**TASK PROMPT**
What is needed is an exact copy of every record.

Saved entries
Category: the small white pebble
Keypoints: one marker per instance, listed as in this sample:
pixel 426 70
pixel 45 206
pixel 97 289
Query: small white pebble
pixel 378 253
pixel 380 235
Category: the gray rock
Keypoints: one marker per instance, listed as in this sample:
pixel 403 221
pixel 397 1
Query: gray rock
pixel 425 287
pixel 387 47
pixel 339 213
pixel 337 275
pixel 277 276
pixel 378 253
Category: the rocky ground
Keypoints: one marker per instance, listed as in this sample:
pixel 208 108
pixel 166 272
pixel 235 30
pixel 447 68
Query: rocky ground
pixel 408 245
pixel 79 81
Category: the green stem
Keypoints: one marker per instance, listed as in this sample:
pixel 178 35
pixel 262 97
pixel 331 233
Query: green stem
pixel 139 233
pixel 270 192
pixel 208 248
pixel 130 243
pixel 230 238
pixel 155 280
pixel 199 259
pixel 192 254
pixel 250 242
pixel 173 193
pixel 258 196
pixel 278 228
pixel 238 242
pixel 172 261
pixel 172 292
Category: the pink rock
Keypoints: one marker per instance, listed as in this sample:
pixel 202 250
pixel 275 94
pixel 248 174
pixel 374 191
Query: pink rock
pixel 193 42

**SOLUTION BELOW**
Category: the small white pebble
Keypoints: one marker per instance, listed as in this sample:
pixel 426 70
pixel 45 206
pixel 97 289
Query: small white pebble
pixel 378 253
pixel 380 235
Category: the gray rock
Keypoints: one marker per instance, listed as in this sample:
pixel 403 221
pixel 397 1
Query: gray rock
pixel 425 287
pixel 387 47
pixel 339 213
pixel 337 275
pixel 277 276
pixel 378 253
Category: the rocky ground
Keypoints: one marker per instance, listed as in this sample:
pixel 208 108
pixel 166 272
pixel 235 30
pixel 447 68
Query: rocky ground
pixel 408 245
pixel 79 81
Category: the green stem
Keypoints: one marker per instance, listed as in this sample:
pixel 178 35
pixel 262 97
pixel 331 233
Query: green stem
pixel 139 233
pixel 270 192
pixel 208 248
pixel 130 243
pixel 230 238
pixel 155 280
pixel 199 259
pixel 192 254
pixel 250 242
pixel 173 193
pixel 258 196
pixel 278 228
pixel 238 242
pixel 172 261
pixel 172 292
Category: the pink rock
Keypoints: one marker per instance, listed as in this sample:
pixel 202 250
pixel 275 94
pixel 248 174
pixel 374 191
Query: pink rock
pixel 193 42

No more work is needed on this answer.